After reading the records, print them all again exactly as they stand.

**Information provided**:
Start of Block

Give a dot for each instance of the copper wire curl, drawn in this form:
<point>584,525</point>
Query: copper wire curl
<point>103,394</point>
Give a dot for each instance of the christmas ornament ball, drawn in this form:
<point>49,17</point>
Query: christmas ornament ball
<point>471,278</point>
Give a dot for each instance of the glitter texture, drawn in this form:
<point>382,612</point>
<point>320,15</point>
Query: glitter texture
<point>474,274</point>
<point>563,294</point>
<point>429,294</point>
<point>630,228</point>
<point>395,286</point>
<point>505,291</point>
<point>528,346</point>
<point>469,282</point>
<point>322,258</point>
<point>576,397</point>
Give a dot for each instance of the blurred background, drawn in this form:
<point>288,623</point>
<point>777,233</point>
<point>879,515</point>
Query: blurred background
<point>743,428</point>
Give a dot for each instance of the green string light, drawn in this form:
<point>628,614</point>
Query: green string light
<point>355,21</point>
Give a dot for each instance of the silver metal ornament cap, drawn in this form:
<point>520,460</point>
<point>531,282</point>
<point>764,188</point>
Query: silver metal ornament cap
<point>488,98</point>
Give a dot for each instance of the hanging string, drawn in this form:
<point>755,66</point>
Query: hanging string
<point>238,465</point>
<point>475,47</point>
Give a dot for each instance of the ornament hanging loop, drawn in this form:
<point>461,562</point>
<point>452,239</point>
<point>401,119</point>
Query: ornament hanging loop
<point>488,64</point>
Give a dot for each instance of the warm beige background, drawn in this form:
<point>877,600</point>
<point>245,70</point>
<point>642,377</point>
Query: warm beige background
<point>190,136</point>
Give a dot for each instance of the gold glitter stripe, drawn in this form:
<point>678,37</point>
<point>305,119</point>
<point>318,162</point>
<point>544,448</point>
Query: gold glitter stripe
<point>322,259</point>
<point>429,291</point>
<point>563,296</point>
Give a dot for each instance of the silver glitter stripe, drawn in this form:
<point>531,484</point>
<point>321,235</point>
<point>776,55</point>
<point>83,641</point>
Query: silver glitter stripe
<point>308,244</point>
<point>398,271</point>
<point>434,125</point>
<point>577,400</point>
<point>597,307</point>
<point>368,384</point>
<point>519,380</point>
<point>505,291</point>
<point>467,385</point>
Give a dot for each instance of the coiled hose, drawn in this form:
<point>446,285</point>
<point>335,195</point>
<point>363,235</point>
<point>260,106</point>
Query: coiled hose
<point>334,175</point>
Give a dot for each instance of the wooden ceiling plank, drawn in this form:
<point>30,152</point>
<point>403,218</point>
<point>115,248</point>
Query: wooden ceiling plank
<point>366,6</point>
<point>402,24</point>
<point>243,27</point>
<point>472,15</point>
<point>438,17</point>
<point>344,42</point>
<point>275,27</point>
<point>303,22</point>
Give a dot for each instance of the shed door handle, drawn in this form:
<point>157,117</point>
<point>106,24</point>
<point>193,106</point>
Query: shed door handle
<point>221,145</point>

End of Block

**Result**:
Give a dot for each instance of the copper wire curl, drawn in this form:
<point>584,525</point>
Query: copper wire curl
<point>103,394</point>
Give a dot for each instance of the christmas ornament ball, drawn in this form:
<point>49,17</point>
Query: christmas ornament ball
<point>471,278</point>
Give a dot for each instance of the glitter texture, drawn in this form:
<point>382,612</point>
<point>320,15</point>
Query: glitter texture
<point>474,274</point>
<point>563,294</point>
<point>429,294</point>
<point>630,228</point>
<point>395,286</point>
<point>505,291</point>
<point>528,346</point>
<point>469,282</point>
<point>322,258</point>
<point>576,397</point>
Give a dot for each instance of the blurred background, drawn in this form:
<point>288,623</point>
<point>777,233</point>
<point>879,515</point>
Query: blurred background
<point>743,428</point>
Give a dot for each instance of the green string light, drawn in this form:
<point>628,614</point>
Query: green string light
<point>355,21</point>
Give a dot for each instance of the silver metal ornament cap, drawn in this form:
<point>520,460</point>
<point>531,282</point>
<point>764,188</point>
Query: silver metal ornament cap
<point>488,98</point>
Give a dot for each instance of the hanging string, drawn in this form:
<point>755,66</point>
Query: hanging string
<point>238,465</point>
<point>475,47</point>
Give a dot for each instance of the ornament hanging loop, drawn in this form:
<point>461,562</point>
<point>452,239</point>
<point>401,119</point>
Query: ornament hanging loop
<point>488,64</point>
Give a dot for each instance of the warm beige background, drawn in this form:
<point>877,600</point>
<point>245,70</point>
<point>642,377</point>
Query: warm beige background
<point>190,136</point>
Give a dot for each instance of the gold glitter stripe, drawn in this form:
<point>678,37</point>
<point>305,119</point>
<point>318,162</point>
<point>544,448</point>
Query: gold glitter stripe
<point>322,259</point>
<point>429,291</point>
<point>563,296</point>
Give a dot for each instance of the silver glitter stripe, drawn in this form:
<point>531,484</point>
<point>321,235</point>
<point>776,55</point>
<point>83,641</point>
Query: silver glitter stripe
<point>308,244</point>
<point>398,271</point>
<point>434,125</point>
<point>577,400</point>
<point>597,307</point>
<point>368,384</point>
<point>519,380</point>
<point>505,291</point>
<point>467,385</point>
Give a dot for each instance of the coiled hose, drawn in this form:
<point>446,285</point>
<point>335,195</point>
<point>363,235</point>
<point>260,106</point>
Query: coiled hose
<point>334,175</point>
Give a dot for each instance of the wooden ceiling plank, drawn in this form:
<point>30,152</point>
<point>403,218</point>
<point>115,248</point>
Query: wooden ceiling plank
<point>366,6</point>
<point>402,24</point>
<point>243,27</point>
<point>472,15</point>
<point>438,17</point>
<point>344,42</point>
<point>275,27</point>
<point>303,22</point>
Give a dot for each instance of the shed door handle, drawn in this form:
<point>157,117</point>
<point>106,24</point>
<point>193,106</point>
Query: shed door handle
<point>221,145</point>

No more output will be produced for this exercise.